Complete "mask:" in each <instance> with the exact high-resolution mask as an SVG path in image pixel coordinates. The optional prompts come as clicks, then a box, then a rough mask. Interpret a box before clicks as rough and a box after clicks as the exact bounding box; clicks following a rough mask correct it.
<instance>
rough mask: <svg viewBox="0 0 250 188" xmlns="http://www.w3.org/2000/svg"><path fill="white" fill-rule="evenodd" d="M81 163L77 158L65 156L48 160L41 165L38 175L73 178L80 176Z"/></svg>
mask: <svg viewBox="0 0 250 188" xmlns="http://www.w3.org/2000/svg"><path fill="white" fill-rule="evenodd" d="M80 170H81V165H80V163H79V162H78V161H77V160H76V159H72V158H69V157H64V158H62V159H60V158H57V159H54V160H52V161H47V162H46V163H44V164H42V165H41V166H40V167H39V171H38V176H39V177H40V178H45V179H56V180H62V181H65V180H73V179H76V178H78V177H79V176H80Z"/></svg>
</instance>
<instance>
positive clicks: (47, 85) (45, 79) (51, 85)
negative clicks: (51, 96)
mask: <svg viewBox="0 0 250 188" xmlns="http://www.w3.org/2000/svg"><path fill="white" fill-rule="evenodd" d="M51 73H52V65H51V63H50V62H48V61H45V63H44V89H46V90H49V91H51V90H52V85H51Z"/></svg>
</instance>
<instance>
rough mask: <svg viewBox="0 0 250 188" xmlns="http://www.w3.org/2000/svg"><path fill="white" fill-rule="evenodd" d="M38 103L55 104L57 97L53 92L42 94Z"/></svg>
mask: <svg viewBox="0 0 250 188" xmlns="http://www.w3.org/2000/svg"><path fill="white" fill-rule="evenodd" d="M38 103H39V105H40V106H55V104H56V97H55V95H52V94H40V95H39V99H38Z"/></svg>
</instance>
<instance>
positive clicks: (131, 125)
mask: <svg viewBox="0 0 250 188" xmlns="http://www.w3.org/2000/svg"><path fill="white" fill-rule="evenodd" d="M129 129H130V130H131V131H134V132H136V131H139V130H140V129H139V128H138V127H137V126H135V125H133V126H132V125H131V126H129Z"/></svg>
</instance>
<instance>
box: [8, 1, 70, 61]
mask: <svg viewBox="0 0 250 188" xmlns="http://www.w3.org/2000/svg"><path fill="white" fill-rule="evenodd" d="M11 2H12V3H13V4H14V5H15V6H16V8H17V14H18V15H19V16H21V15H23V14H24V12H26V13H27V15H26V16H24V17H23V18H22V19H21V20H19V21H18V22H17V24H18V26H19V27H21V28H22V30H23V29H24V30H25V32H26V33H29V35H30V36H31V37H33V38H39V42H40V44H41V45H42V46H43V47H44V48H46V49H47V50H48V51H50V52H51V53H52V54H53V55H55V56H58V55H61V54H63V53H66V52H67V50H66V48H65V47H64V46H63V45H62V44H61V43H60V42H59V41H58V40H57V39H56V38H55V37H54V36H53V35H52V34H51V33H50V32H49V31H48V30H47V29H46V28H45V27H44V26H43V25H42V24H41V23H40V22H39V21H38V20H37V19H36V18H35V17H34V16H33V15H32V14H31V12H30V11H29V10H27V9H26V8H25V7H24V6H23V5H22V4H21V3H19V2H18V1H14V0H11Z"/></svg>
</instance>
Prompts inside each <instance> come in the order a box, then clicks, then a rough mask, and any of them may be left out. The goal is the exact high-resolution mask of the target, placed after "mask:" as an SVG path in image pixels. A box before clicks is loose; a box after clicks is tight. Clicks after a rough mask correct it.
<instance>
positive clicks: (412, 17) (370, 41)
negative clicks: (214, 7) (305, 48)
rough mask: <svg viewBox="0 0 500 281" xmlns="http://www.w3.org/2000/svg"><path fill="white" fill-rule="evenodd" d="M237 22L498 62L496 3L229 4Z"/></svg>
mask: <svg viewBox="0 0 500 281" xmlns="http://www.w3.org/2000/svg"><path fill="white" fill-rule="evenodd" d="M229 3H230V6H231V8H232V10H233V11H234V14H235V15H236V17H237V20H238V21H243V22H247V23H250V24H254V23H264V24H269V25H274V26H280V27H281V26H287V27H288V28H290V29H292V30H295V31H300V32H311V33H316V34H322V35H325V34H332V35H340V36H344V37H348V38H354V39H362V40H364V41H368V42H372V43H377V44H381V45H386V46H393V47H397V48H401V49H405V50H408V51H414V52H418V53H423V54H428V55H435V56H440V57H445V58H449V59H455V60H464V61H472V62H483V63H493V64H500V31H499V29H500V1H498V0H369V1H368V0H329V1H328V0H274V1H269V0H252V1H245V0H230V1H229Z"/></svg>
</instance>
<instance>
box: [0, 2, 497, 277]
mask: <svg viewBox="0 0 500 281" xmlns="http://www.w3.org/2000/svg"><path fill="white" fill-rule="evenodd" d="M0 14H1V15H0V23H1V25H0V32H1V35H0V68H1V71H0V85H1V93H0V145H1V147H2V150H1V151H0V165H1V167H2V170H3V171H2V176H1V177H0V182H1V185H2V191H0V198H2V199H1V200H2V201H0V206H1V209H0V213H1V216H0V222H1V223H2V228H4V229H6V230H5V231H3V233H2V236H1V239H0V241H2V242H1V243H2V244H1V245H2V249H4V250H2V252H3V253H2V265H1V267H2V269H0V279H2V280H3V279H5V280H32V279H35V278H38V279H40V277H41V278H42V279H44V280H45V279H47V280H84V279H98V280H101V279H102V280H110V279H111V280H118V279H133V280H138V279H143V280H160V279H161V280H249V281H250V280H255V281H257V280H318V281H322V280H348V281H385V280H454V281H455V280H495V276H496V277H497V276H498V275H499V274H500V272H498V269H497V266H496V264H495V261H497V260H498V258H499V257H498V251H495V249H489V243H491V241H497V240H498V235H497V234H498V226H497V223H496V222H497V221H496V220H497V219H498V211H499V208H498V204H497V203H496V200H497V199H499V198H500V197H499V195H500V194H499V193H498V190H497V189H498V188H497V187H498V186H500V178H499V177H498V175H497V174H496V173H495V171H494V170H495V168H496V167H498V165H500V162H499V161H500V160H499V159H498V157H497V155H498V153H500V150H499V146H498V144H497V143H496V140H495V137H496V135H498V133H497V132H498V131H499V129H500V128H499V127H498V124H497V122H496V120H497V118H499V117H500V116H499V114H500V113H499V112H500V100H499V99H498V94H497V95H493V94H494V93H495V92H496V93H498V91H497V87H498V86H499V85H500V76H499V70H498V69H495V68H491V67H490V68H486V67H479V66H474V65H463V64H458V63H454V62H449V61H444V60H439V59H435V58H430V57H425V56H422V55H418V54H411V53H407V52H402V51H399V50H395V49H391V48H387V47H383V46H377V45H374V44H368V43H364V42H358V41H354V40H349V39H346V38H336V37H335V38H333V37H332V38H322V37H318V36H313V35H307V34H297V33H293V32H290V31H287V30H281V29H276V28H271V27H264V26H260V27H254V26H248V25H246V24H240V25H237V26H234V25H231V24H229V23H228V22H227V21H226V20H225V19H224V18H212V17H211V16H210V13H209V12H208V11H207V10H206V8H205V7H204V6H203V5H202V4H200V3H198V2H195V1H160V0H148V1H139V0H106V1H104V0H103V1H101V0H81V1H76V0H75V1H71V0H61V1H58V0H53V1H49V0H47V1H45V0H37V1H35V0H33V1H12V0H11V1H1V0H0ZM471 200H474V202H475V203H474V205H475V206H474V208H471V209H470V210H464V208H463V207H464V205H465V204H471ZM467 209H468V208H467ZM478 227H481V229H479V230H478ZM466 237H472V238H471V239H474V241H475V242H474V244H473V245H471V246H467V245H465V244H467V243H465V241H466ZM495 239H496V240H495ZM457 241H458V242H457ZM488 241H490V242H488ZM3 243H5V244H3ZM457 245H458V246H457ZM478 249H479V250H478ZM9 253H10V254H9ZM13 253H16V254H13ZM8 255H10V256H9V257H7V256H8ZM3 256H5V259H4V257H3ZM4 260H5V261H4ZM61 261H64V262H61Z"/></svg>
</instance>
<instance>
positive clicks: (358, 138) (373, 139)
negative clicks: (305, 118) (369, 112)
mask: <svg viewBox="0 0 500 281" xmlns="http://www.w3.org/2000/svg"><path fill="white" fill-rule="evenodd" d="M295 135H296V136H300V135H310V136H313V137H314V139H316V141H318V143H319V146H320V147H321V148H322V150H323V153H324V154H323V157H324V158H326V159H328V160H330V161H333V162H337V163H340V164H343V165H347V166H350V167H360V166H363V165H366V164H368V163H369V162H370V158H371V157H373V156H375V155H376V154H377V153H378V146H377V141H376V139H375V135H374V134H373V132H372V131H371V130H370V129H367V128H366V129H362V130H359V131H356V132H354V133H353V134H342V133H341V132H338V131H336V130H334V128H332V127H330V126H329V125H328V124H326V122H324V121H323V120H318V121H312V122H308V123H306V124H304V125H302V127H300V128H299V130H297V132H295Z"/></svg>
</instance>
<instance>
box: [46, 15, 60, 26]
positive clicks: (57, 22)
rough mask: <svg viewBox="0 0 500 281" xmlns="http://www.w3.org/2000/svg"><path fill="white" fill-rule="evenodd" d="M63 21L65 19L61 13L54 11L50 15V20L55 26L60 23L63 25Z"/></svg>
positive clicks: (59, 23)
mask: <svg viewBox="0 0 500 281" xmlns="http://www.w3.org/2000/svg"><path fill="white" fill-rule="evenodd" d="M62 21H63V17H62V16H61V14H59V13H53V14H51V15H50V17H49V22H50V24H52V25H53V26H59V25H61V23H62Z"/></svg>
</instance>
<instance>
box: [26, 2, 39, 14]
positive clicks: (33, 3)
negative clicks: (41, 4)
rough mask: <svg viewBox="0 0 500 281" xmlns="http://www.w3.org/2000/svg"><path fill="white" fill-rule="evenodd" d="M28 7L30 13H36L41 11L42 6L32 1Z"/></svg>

+===+

▶ **Tarea**
Copia de nuevo, sin ningún cambio, las líneas que van desde el comienzo de los datos hasta la línea que contiene "163L77 158L65 156L48", ambas incluidas.

▶ **Respuesta**
Complete "mask:" in each <instance> with the exact high-resolution mask as an SVG path in image pixel coordinates. The optional prompts come as clicks, then a box, then a rough mask. Interpret a box before clicks as rough and a box after clicks as the exact bounding box; clicks following a rough mask correct it.
<instance>
rough mask: <svg viewBox="0 0 250 188" xmlns="http://www.w3.org/2000/svg"><path fill="white" fill-rule="evenodd" d="M81 163L77 158L65 156L48 160L41 165L38 175L73 178L80 176Z"/></svg>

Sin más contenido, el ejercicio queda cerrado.